* STATED GOAL *
Please rewrite the records below, swapping each "boxes" for "rectangles" and leaving everything else unchanged.

* INPUT RECORDS *
==========

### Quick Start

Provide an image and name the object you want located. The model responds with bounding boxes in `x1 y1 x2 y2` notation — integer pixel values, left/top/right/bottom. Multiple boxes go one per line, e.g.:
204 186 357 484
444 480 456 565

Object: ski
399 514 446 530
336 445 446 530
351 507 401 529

==========

* WRITTEN ANSWER *
### Quick Start

Provide an image and name the object you want located. The model responds with bounding rectangles in `x1 y1 x2 y2` notation — integer pixel values, left/top/right/bottom. Multiple rectangles go one per line, e.g.:
204 186 357 484
444 480 456 565

Object: ski
399 514 446 530
336 445 446 530
351 507 401 529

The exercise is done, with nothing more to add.